* WHAT YOU HAVE TO DO *
How many lines in the entries contain the word "upholstered"? Treat case as significant, and reply with the number alone.

Dataset excerpts on object pointing
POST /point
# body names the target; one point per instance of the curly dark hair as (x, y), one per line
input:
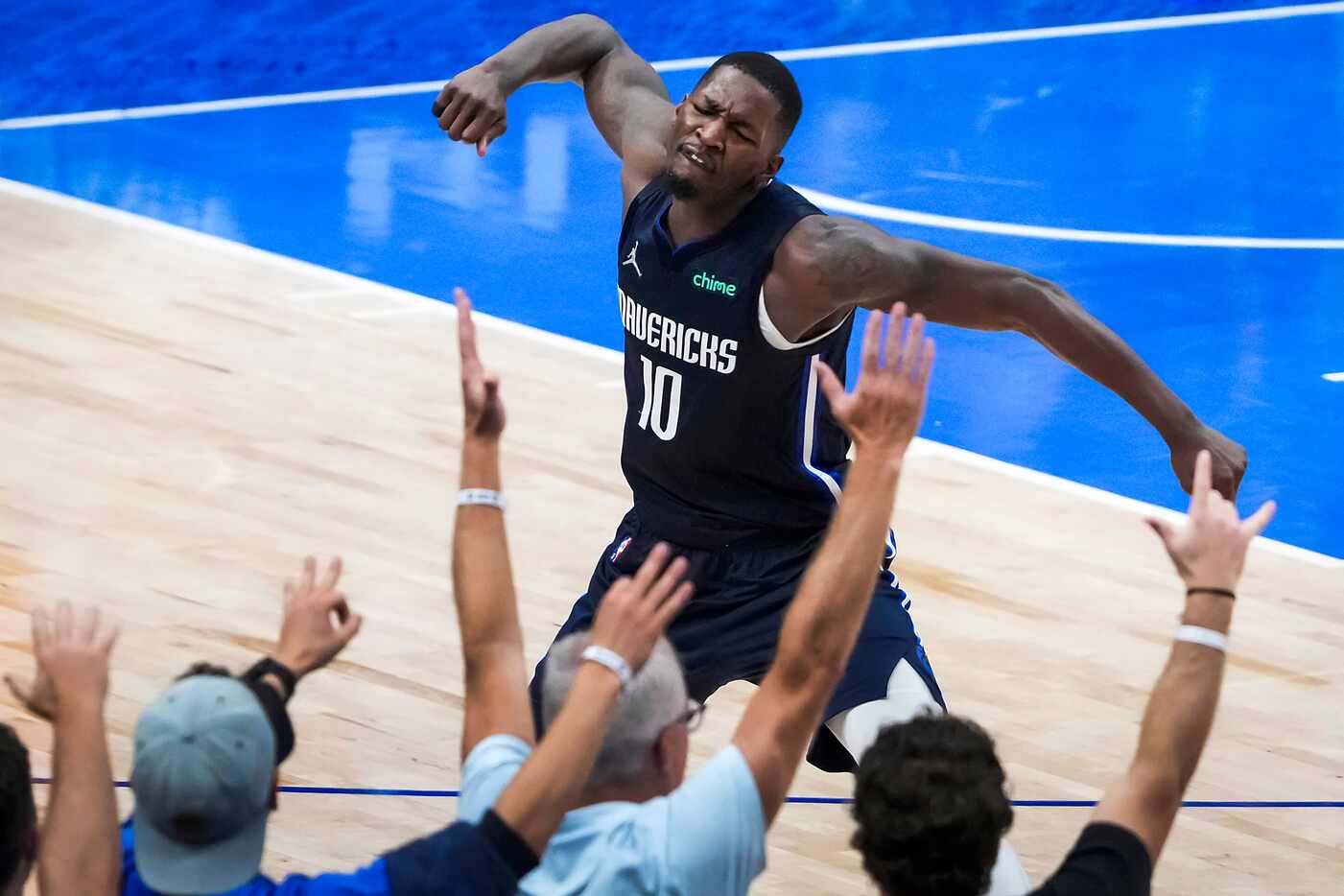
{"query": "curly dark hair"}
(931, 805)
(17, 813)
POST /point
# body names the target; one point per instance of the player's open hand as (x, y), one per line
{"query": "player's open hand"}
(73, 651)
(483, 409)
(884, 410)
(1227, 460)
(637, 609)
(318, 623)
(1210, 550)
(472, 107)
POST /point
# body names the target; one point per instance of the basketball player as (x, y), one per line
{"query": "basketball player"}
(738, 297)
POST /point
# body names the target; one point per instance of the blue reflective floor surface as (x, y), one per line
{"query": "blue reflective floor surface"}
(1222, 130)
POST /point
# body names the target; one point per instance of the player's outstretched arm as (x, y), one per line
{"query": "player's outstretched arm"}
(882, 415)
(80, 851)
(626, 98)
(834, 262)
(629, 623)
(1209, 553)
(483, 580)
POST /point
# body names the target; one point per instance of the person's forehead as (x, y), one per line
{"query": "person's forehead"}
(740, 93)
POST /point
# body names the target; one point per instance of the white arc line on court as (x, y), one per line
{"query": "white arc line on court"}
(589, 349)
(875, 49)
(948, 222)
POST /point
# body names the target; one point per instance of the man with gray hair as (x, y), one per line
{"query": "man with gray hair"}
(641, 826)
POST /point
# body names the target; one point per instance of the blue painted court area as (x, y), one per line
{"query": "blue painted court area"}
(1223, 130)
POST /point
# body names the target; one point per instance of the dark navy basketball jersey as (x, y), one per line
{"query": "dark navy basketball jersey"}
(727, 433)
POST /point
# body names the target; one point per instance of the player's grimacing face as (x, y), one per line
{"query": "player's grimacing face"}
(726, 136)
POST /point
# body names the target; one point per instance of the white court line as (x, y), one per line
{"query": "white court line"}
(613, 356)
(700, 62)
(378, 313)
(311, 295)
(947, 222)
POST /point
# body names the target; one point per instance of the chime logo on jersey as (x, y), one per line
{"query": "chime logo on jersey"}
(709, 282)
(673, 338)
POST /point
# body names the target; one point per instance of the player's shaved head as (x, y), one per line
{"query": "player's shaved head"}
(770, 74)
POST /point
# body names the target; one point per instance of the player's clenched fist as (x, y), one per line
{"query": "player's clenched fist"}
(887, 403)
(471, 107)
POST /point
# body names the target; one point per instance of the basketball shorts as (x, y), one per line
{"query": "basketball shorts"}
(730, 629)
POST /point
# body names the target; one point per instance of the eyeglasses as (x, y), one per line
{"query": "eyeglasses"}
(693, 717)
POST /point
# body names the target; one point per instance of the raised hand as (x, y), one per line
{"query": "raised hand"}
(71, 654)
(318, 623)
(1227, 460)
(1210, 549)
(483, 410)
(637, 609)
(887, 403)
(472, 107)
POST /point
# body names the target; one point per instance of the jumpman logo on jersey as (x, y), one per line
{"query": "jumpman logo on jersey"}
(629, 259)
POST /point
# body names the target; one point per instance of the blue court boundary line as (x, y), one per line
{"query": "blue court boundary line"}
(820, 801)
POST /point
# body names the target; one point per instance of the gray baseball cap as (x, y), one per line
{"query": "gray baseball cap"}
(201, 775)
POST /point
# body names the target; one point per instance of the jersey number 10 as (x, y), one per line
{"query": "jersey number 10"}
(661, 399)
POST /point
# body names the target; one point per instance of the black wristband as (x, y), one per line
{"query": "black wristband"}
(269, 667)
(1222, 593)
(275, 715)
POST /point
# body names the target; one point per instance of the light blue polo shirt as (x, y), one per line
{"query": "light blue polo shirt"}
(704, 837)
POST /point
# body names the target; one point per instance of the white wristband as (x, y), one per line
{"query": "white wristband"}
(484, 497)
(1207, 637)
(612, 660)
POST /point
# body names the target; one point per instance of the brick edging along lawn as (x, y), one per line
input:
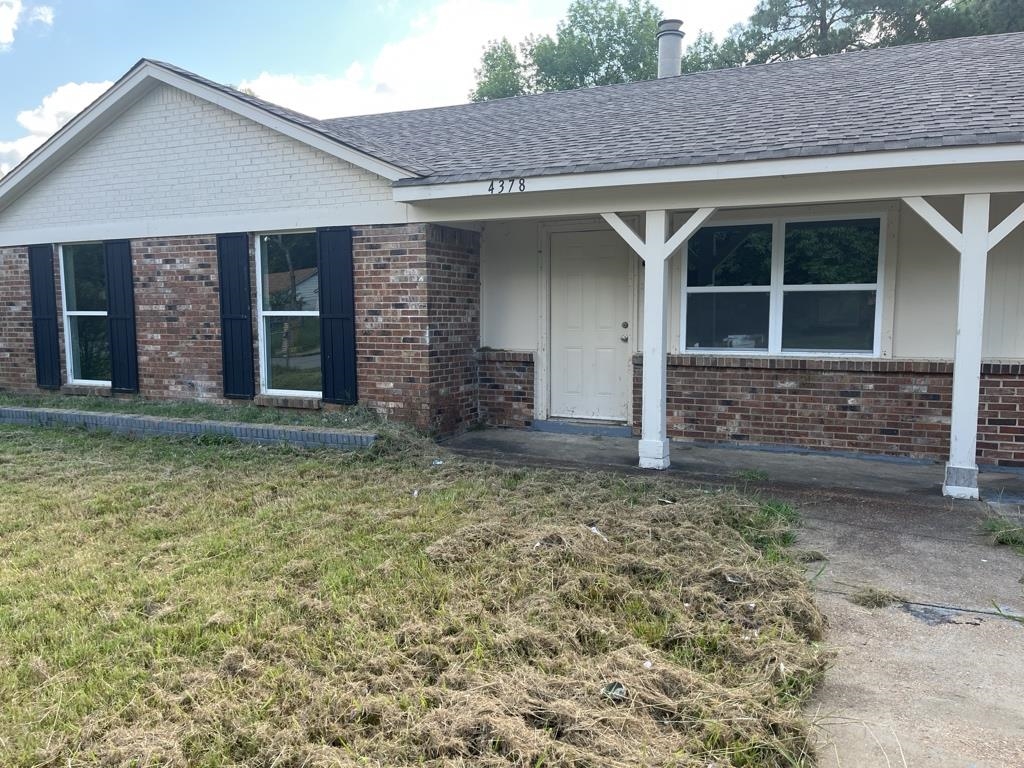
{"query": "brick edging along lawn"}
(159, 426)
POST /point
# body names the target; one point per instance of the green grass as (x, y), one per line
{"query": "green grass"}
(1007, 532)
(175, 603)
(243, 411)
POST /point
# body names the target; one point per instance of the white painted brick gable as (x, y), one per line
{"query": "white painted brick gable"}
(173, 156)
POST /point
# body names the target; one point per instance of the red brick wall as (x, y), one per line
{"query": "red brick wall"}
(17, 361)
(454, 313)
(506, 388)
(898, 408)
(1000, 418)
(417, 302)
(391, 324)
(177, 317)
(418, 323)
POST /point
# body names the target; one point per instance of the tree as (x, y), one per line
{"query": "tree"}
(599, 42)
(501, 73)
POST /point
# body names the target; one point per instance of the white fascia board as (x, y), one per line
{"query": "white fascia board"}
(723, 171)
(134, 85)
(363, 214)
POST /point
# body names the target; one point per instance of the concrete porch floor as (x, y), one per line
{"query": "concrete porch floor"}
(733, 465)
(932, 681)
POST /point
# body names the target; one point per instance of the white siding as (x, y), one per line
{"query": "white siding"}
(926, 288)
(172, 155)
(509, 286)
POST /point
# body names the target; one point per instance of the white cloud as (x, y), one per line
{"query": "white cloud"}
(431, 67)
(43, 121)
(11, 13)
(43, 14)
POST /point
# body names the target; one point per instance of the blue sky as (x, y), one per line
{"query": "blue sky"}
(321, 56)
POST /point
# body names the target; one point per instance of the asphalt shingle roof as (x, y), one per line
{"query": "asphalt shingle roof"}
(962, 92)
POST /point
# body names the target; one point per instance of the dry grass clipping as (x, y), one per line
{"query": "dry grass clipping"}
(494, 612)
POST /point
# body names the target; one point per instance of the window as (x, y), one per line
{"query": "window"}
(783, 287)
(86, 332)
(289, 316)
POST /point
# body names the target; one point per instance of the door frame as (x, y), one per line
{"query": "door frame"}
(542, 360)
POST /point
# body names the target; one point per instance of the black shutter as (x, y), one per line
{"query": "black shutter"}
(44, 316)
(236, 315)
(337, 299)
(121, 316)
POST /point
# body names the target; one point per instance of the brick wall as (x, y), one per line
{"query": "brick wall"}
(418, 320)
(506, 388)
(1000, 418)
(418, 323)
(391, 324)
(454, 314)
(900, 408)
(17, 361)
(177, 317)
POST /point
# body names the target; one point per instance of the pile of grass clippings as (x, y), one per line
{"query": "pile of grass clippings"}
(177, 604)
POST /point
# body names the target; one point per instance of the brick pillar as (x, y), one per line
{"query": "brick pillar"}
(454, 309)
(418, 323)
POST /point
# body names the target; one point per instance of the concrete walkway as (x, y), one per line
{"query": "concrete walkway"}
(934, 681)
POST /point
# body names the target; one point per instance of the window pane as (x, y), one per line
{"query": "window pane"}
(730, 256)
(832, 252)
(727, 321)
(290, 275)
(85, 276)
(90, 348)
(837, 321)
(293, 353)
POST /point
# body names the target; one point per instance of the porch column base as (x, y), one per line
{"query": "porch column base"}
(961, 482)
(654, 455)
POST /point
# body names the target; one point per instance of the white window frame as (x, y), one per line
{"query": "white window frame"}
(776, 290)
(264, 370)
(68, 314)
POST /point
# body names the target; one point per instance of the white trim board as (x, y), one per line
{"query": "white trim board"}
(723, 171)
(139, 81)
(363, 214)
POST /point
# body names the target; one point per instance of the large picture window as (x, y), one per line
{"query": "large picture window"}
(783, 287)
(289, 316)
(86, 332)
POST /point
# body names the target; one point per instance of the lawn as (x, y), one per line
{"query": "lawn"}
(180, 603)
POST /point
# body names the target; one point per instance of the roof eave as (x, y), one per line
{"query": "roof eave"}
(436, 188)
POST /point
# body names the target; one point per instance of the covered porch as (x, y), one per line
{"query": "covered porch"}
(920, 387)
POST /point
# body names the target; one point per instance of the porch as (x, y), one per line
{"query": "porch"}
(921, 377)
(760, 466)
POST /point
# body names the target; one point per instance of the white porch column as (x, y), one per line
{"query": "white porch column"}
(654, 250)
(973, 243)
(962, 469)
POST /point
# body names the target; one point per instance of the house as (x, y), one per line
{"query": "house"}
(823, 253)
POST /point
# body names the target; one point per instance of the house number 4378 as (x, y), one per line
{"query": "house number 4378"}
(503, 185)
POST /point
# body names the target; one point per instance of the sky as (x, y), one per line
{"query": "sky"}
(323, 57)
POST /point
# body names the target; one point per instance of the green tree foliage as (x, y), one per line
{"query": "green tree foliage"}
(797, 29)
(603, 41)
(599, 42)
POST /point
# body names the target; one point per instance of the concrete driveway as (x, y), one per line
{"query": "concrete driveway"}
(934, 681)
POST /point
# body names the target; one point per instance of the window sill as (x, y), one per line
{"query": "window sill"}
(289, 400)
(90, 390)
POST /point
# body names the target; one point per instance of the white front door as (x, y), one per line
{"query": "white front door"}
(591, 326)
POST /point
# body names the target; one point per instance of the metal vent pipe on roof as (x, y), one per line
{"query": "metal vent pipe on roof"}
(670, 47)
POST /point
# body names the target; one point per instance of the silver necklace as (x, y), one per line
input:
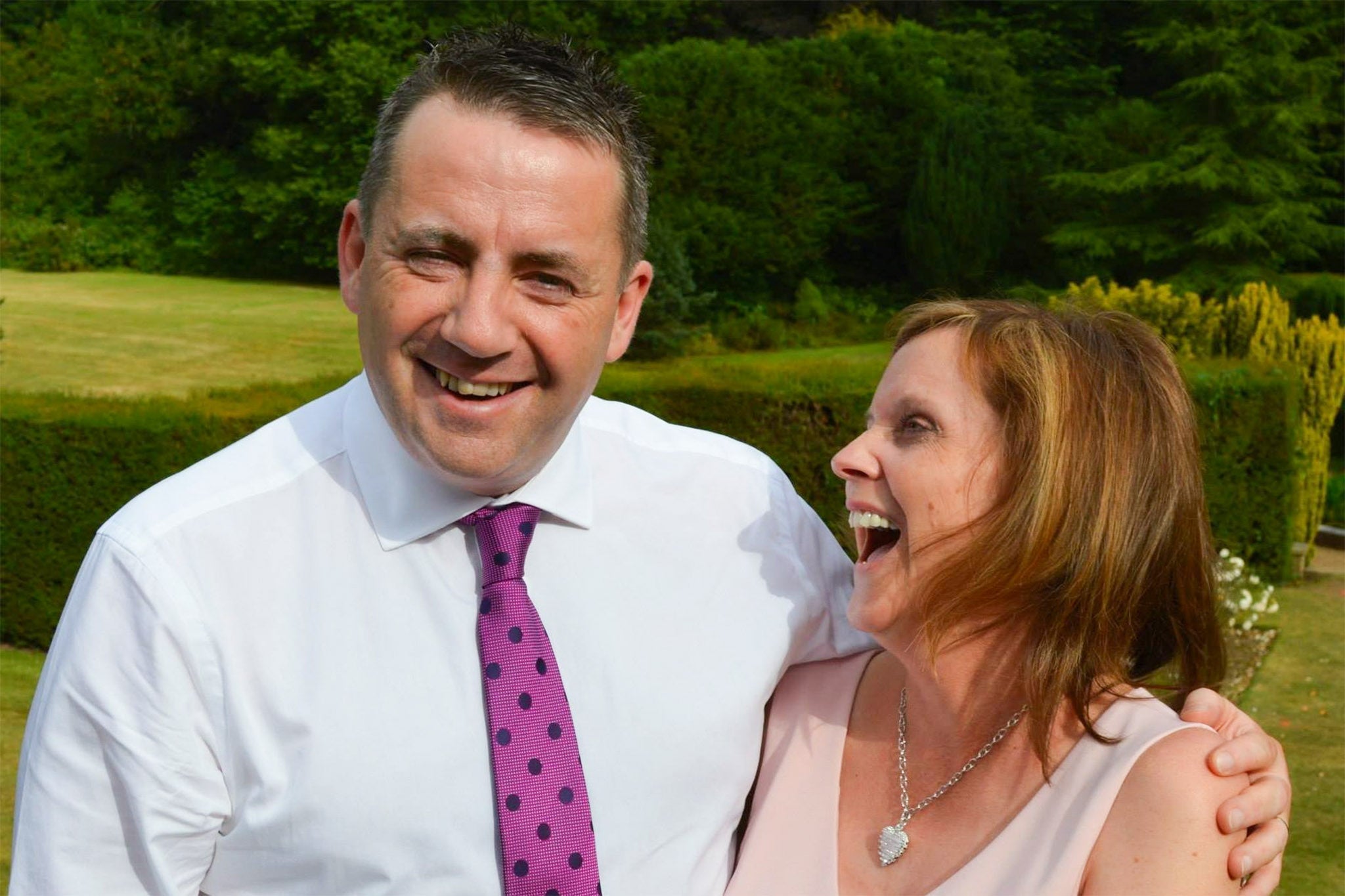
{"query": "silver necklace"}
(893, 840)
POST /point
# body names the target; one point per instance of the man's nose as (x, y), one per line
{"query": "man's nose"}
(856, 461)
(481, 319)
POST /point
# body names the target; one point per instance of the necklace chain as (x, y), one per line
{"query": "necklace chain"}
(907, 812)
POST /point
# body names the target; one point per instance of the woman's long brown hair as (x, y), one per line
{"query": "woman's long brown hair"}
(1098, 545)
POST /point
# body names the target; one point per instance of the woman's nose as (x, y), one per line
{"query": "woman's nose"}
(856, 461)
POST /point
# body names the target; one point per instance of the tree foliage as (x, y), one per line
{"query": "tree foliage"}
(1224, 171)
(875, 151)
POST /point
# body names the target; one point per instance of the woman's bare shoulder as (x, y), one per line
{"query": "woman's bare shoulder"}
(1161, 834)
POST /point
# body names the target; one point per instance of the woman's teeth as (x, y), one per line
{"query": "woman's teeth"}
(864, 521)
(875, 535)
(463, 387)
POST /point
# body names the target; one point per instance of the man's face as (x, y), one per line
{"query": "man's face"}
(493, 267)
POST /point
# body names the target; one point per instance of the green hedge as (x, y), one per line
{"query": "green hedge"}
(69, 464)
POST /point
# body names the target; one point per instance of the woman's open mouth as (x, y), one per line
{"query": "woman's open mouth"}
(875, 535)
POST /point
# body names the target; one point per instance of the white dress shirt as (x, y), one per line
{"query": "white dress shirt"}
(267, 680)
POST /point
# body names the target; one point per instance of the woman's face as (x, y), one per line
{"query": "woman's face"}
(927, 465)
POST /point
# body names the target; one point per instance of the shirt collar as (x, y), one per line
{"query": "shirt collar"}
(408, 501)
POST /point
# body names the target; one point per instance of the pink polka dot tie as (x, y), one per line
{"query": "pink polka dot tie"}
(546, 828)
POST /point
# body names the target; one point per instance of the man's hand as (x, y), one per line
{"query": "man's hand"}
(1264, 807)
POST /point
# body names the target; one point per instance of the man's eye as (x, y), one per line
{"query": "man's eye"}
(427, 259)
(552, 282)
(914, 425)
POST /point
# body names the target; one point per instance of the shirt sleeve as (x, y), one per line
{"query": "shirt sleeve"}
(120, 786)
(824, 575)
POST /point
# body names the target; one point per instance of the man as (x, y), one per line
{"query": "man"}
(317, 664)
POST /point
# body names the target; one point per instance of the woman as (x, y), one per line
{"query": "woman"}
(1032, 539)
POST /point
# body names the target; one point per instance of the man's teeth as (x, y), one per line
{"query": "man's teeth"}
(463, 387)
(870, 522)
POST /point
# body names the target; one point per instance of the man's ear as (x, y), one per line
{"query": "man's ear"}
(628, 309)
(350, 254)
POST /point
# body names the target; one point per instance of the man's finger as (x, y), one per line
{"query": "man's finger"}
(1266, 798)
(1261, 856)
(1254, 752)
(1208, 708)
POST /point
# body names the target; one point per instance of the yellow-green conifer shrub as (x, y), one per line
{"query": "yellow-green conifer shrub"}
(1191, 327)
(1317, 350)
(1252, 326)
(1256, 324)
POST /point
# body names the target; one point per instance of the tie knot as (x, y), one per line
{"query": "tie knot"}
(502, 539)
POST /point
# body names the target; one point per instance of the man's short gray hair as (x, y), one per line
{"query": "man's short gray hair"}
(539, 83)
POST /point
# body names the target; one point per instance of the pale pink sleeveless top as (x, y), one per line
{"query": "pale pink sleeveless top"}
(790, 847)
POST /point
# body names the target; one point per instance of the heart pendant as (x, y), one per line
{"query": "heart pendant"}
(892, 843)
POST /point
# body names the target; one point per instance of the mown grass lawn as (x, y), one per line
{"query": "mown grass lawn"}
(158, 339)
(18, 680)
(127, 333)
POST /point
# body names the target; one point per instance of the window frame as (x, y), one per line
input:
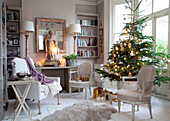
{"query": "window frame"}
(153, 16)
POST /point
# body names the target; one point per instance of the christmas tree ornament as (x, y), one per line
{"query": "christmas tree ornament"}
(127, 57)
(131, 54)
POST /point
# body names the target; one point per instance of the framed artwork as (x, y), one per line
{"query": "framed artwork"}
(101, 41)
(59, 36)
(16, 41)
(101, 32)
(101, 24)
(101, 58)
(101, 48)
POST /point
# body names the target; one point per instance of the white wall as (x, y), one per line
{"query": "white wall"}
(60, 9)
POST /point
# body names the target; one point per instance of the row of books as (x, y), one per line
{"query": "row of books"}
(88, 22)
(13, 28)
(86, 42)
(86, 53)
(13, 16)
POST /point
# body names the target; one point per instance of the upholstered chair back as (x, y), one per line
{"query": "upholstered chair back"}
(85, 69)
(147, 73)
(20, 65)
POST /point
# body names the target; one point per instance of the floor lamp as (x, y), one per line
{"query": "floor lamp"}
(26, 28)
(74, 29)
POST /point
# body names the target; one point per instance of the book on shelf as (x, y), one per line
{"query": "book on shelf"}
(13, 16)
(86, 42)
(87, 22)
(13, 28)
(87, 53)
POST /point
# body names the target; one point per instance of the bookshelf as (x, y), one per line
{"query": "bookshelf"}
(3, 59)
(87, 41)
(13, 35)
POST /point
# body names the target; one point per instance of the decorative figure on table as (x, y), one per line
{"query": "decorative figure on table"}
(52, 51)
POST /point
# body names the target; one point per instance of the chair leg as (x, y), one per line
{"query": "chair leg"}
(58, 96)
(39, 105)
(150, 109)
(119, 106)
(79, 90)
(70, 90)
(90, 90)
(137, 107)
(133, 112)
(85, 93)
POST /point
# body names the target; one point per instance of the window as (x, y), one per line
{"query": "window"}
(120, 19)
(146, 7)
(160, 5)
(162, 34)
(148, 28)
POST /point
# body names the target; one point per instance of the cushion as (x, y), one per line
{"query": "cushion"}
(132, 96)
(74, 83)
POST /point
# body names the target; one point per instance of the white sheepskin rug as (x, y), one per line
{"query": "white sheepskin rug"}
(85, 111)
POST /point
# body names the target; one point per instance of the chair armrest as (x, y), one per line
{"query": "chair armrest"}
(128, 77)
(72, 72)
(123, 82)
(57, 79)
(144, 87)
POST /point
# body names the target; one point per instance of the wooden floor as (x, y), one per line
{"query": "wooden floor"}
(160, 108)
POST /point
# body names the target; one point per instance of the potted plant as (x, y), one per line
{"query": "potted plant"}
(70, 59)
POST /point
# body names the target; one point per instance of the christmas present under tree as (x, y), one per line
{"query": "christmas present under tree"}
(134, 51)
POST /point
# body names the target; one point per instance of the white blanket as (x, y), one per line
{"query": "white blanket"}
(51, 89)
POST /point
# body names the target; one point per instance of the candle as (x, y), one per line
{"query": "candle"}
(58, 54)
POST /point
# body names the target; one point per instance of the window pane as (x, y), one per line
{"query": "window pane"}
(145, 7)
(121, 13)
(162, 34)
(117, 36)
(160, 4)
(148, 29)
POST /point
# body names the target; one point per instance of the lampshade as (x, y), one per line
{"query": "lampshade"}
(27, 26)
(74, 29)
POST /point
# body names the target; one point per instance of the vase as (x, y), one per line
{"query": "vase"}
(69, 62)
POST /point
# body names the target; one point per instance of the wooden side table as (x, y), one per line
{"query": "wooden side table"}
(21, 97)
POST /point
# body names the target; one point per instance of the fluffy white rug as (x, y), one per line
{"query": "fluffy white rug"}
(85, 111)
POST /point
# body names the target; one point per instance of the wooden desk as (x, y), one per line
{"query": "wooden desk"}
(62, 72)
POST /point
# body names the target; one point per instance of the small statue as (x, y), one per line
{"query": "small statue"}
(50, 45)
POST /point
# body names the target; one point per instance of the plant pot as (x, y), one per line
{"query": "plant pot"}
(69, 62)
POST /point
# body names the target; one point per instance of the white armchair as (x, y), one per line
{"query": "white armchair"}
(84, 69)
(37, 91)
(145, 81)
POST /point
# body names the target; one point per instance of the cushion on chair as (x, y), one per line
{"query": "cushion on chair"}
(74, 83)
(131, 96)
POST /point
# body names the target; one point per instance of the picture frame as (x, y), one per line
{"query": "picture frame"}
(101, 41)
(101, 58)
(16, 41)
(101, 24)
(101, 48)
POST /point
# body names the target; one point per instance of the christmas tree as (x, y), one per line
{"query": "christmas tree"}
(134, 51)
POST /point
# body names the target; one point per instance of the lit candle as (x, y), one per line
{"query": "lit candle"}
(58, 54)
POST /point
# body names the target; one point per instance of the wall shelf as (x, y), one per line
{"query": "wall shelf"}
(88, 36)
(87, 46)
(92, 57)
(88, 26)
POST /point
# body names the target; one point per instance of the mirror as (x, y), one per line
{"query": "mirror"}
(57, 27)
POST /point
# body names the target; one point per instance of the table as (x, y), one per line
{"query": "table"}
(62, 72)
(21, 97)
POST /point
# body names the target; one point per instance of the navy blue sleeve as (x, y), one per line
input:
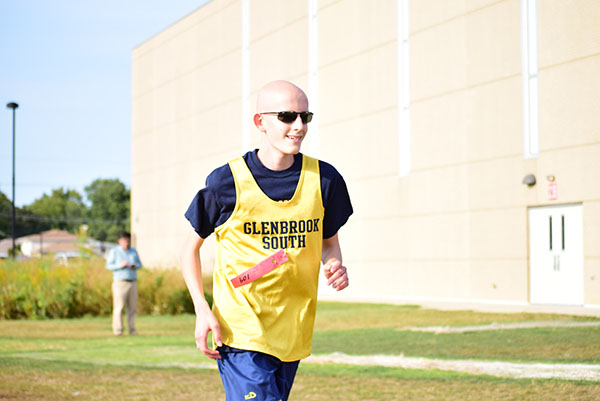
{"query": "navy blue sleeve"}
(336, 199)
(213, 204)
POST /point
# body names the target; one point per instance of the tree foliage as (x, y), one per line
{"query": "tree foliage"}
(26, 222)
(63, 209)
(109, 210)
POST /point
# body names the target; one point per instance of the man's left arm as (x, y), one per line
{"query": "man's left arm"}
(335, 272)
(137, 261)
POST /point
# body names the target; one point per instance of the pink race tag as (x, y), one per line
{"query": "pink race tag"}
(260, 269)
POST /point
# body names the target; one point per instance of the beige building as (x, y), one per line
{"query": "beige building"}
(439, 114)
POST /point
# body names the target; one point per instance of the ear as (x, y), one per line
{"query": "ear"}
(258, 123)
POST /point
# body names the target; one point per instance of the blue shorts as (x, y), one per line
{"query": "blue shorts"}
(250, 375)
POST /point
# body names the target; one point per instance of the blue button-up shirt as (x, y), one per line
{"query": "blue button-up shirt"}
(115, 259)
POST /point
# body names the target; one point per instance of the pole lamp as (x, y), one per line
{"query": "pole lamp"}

* COMPLETED TASK *
2